## TASK STATEMENT
Print, exactly as they appear in the listing below, the lines from the line with "point: player's ponytail" to the line with "point: player's shin", with both end lines kept.

## THE DATA

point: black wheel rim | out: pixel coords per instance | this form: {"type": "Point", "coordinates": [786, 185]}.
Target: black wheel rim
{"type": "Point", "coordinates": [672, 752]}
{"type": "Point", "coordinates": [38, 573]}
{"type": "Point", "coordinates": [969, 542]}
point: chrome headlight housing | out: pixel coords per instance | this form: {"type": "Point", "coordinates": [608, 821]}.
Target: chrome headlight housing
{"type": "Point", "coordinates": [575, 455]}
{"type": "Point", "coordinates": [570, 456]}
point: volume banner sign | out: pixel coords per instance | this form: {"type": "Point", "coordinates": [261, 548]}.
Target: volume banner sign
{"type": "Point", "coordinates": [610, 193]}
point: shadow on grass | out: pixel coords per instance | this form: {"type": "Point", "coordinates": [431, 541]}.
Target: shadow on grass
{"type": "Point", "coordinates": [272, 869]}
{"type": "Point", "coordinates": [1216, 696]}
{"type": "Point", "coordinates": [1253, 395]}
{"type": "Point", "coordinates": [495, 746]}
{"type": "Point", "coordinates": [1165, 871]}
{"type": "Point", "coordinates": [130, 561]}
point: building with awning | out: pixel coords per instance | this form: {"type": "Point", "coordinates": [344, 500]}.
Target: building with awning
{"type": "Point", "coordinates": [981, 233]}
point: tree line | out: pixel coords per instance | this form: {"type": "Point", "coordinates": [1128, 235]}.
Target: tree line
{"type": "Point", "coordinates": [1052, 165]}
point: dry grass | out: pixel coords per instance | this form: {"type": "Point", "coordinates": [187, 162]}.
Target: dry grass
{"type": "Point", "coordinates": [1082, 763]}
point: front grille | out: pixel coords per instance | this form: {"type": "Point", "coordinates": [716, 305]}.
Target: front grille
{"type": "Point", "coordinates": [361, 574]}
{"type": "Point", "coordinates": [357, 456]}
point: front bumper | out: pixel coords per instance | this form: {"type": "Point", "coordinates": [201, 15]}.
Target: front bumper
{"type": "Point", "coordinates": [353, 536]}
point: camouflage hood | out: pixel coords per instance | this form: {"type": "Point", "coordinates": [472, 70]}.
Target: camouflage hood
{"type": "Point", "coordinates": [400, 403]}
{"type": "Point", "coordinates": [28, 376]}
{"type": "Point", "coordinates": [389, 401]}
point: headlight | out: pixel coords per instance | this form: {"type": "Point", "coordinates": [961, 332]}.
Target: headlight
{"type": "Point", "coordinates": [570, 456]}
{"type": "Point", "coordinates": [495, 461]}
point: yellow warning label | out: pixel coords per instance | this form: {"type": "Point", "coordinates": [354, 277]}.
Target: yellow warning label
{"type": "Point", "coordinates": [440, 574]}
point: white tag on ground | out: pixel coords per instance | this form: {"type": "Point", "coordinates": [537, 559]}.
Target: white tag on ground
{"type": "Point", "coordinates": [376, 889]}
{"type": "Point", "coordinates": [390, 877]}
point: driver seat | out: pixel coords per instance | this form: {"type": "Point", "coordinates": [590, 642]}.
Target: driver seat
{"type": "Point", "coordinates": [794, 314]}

--

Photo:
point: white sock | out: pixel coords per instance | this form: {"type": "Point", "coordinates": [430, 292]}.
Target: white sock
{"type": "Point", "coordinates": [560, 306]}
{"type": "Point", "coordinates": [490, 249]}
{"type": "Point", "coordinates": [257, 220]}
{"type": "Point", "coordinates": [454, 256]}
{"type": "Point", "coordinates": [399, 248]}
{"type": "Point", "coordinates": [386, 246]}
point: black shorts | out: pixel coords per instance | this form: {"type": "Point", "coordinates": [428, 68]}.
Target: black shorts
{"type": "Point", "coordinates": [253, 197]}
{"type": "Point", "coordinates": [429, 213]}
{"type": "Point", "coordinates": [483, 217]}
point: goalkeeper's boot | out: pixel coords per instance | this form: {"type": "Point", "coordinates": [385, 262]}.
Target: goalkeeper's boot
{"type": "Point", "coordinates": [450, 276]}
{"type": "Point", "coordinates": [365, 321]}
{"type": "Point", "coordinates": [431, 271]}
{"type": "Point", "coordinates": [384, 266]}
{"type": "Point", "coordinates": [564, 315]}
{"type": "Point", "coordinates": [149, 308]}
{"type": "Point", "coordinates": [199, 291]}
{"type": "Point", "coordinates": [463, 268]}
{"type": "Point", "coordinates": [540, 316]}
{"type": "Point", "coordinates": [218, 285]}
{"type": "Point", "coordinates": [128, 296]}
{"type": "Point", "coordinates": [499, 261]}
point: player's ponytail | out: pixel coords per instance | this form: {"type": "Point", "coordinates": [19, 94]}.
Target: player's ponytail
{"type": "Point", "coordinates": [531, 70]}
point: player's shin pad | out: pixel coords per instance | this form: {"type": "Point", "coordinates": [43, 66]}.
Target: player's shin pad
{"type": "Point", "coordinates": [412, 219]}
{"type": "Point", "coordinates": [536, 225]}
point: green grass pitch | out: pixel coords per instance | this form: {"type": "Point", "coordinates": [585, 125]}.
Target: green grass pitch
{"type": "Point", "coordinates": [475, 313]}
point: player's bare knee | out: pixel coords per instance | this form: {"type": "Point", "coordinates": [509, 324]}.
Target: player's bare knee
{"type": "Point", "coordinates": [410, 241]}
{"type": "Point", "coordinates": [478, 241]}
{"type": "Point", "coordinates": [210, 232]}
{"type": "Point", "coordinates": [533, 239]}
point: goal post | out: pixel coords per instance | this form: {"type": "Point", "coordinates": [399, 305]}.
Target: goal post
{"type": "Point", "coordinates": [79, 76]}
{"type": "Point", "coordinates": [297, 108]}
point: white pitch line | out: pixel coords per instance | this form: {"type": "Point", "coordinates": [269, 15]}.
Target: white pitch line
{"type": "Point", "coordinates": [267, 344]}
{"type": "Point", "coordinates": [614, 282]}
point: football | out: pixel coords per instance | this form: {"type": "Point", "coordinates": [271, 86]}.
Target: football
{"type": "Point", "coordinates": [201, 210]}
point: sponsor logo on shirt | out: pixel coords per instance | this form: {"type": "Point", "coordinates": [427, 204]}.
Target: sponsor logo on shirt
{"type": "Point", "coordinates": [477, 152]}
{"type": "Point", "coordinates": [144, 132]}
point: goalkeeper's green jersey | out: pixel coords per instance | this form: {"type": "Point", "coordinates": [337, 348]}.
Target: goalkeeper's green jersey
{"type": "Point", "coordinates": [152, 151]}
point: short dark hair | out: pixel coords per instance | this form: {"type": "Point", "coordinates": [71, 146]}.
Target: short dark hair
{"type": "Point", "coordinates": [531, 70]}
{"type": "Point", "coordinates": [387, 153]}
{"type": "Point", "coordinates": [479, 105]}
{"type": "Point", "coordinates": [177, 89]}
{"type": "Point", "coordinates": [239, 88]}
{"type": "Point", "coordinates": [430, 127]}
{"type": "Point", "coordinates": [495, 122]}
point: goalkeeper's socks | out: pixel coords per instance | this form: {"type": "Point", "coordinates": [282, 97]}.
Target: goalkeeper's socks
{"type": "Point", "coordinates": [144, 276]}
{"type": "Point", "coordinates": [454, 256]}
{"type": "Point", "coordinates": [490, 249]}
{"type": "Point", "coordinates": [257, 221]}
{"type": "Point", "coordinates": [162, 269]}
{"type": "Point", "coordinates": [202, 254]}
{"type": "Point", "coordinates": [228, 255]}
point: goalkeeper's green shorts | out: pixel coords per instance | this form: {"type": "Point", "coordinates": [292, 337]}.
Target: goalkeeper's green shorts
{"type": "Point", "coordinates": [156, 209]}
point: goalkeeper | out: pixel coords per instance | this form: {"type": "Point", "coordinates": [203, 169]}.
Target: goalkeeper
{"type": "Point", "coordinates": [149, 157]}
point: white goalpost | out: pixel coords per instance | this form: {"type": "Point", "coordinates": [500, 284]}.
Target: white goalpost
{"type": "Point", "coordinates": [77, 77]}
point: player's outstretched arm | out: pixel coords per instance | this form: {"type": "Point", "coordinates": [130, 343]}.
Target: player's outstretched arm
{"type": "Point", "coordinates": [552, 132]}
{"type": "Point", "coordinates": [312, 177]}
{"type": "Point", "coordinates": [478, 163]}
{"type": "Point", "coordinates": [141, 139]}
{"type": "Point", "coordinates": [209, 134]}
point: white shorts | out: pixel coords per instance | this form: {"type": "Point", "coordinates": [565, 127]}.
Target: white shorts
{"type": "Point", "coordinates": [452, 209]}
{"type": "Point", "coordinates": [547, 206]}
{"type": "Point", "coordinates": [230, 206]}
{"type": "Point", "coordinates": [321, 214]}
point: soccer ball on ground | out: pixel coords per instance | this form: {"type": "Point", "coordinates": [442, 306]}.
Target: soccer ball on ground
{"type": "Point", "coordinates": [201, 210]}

## COMPLETED EXERCISE
point: player's ponytail | out: pixel coords per instance | this form: {"type": "Point", "coordinates": [19, 94]}.
Target: player's ponytail
{"type": "Point", "coordinates": [531, 70]}
point: player's shin pad | out: pixel coords per instance | this form: {"type": "Point", "coordinates": [43, 66]}.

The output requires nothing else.